*Task to carry out*
Lines with "tire": pull these out of the listing below.

*Data for this exercise*
======

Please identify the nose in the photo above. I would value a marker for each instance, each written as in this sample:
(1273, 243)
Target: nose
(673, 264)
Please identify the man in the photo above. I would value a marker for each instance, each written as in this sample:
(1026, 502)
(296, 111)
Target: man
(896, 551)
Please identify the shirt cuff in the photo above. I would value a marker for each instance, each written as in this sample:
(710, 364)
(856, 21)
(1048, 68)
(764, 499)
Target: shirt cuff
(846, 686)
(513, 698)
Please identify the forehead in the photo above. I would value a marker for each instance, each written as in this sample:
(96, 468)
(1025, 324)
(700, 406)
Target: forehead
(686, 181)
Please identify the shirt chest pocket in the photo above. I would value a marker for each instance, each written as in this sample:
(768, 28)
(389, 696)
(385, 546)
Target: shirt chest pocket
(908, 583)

======

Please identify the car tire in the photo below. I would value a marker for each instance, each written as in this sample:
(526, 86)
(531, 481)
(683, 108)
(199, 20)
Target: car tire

======

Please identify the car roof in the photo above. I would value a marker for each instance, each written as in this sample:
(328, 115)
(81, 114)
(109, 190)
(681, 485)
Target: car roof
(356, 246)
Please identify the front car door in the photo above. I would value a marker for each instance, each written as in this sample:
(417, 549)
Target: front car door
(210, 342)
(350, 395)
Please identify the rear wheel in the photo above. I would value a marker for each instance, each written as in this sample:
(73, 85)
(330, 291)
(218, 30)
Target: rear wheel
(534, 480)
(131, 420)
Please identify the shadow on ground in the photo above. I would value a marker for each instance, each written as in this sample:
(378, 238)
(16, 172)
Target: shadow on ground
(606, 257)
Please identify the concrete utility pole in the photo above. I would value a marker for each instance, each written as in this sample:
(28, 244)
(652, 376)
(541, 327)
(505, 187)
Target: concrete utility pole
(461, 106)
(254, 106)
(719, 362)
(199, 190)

======

*Exercise solution*
Please identify the car tire in the photo below. I would value a marker for each instance, each written as in this sample:
Target: car tire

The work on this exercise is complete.